| Brief |
Please write out exactly the lines that begin at the line containing "If you could pick out the team" and run to the end of the records.
======== Extracted information
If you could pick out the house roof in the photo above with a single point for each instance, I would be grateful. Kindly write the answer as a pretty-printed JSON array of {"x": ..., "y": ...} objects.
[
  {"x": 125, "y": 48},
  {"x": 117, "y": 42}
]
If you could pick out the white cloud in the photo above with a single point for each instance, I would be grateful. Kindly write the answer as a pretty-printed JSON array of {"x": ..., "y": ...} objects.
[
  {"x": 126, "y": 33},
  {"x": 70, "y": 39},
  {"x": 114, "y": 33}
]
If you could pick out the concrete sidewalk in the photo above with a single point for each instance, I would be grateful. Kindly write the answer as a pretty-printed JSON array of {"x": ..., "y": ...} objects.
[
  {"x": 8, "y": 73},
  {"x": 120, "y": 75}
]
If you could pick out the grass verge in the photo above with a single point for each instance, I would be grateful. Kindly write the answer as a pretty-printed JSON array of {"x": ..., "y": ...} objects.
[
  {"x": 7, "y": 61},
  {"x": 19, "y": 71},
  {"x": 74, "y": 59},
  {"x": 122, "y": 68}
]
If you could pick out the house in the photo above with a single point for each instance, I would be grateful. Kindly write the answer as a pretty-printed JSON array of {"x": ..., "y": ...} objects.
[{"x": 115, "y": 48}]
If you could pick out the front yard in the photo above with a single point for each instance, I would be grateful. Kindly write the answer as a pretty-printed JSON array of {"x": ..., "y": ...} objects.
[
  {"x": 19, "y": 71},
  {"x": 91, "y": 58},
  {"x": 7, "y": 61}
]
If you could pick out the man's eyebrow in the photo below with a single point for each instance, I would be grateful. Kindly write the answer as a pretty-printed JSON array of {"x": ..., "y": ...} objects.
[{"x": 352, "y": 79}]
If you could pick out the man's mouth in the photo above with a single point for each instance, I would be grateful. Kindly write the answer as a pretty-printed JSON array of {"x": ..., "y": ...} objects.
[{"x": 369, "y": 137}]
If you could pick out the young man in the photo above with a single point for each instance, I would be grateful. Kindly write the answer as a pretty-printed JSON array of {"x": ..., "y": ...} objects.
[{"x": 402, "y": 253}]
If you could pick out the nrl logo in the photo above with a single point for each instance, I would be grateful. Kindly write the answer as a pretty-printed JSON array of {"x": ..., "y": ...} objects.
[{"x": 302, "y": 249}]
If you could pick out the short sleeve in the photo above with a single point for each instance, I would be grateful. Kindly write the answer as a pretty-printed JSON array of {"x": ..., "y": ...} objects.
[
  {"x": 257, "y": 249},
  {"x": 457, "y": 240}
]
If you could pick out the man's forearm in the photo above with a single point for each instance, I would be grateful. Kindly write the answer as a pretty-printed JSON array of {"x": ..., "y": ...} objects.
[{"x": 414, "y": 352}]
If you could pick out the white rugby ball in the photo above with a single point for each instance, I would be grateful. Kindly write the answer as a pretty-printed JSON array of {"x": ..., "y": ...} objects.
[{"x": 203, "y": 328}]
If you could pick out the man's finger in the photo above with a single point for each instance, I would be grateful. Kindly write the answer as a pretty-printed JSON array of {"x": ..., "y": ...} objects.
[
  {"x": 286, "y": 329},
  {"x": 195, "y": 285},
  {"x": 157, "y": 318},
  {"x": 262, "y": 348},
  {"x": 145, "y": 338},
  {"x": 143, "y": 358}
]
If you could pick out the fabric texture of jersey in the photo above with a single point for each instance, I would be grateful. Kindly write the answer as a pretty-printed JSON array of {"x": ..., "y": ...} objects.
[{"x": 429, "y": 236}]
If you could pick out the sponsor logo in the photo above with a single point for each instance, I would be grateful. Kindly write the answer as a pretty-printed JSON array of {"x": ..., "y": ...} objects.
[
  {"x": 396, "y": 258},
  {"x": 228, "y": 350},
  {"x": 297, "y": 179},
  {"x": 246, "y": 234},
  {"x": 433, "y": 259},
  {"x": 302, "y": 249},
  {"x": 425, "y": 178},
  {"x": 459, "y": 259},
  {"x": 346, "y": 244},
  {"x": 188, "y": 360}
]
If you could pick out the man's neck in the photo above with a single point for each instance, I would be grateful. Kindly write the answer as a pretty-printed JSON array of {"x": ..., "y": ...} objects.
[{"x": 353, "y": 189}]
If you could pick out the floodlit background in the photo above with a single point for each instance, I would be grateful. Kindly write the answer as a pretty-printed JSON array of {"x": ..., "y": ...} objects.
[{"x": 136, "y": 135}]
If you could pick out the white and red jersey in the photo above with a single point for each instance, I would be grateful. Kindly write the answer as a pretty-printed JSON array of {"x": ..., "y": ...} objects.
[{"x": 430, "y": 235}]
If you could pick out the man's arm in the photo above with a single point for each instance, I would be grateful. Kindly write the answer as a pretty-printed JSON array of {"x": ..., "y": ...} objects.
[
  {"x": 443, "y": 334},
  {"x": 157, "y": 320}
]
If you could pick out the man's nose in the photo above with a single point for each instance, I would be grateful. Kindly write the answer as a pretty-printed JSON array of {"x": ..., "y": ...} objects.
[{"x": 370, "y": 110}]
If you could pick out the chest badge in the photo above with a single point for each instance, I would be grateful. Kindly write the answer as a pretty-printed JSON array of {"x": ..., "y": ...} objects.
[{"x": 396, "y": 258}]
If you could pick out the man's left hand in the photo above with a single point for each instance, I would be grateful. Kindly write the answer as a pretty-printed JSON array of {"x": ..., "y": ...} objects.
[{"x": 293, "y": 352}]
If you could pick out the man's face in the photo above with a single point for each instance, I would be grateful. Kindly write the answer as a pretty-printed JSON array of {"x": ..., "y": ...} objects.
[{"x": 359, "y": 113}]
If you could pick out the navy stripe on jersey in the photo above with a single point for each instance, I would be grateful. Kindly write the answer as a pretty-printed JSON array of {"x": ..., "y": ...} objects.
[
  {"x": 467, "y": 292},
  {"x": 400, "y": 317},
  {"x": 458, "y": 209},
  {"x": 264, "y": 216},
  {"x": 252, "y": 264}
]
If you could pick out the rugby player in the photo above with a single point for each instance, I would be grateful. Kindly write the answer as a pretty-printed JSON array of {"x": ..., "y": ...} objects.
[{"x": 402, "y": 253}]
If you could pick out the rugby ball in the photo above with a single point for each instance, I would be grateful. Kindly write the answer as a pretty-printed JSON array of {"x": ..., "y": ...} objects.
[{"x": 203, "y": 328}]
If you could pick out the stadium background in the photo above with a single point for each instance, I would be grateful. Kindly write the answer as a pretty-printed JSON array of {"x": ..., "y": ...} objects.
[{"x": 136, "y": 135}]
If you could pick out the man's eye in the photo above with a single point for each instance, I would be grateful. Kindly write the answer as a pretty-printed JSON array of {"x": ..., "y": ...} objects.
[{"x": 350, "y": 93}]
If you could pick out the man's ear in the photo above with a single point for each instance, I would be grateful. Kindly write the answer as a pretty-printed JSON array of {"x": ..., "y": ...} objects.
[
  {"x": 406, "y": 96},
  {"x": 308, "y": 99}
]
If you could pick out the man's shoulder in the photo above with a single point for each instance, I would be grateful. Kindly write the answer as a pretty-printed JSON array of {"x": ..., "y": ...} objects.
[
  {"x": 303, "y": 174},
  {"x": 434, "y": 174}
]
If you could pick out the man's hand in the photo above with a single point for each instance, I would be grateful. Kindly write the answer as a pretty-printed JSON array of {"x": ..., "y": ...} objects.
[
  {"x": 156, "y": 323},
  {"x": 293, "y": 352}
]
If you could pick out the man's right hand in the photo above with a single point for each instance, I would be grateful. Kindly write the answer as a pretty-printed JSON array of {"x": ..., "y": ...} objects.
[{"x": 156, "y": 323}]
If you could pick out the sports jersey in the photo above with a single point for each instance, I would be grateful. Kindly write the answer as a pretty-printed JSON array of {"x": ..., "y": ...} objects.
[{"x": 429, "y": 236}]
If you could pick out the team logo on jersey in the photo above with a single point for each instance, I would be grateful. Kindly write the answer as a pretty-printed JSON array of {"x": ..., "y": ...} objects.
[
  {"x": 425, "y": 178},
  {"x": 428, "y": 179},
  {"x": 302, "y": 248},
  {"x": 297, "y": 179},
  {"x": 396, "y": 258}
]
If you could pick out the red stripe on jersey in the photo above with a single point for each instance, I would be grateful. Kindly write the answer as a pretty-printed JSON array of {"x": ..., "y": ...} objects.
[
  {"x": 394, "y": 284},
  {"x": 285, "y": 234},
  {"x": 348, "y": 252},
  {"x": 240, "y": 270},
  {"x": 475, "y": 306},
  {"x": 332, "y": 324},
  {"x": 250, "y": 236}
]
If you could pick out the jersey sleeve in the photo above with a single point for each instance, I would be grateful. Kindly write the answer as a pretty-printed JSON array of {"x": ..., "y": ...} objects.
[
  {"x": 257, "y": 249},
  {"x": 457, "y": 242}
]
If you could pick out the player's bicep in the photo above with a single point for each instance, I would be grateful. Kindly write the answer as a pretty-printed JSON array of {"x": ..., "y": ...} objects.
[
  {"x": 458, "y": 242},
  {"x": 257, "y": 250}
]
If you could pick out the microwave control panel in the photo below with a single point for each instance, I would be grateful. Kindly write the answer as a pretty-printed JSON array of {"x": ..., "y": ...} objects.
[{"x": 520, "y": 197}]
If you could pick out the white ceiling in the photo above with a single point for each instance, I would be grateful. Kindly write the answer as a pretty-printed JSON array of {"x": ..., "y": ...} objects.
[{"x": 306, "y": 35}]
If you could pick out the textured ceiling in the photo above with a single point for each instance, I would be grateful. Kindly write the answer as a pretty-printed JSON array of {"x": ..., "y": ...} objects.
================
| Response to the task |
If you could pick out the team logo on jersey in the photo above with a single point for each instance, I would be grateful. Kindly write the answer as a pretty-printed JSON array of {"x": ..., "y": ...} objects.
[
  {"x": 425, "y": 178},
  {"x": 428, "y": 179},
  {"x": 302, "y": 248},
  {"x": 297, "y": 179},
  {"x": 396, "y": 258}
]
If you could pick out the red stripe on jersey in the photo above with a single point for each instance, I would be grateful. Kindly write the answer as a pretty-printed JSON array of {"x": ..., "y": ...} objects.
[
  {"x": 394, "y": 284},
  {"x": 285, "y": 234},
  {"x": 348, "y": 252},
  {"x": 240, "y": 270},
  {"x": 475, "y": 306},
  {"x": 332, "y": 324},
  {"x": 250, "y": 236}
]
If you could pick out the jersey sleeve in the photo above with a single point for each instance, I would be grateful. Kindly write the answer as a pretty-printed JSON array of {"x": ..., "y": ...} objects.
[
  {"x": 257, "y": 249},
  {"x": 457, "y": 242}
]
If you could pick out the player's bicep in the photo above with a single point for each instance, I would be grateful. Kindly write the answer as a pretty-printed JSON array of {"x": ..., "y": ...} objects.
[
  {"x": 458, "y": 242},
  {"x": 257, "y": 250}
]
If you could pick out the microwave control panel in the photo below with a single point for each instance, I would be grateful. Kindly write the answer as a pretty-printed JSON array of {"x": ..., "y": ...} objects.
[{"x": 520, "y": 197}]
If you could pick out the white ceiling in the photo above with a single point for each instance, I would be grateful. Kindly write the answer as a pretty-printed JSON array of {"x": ..., "y": ...} objects.
[{"x": 306, "y": 35}]
If you could pick out the textured ceiling in the photo above with a single point for each instance, I would be grateful. Kindly write the answer as a pretty-printed JSON array of {"x": ..., "y": ...} objects.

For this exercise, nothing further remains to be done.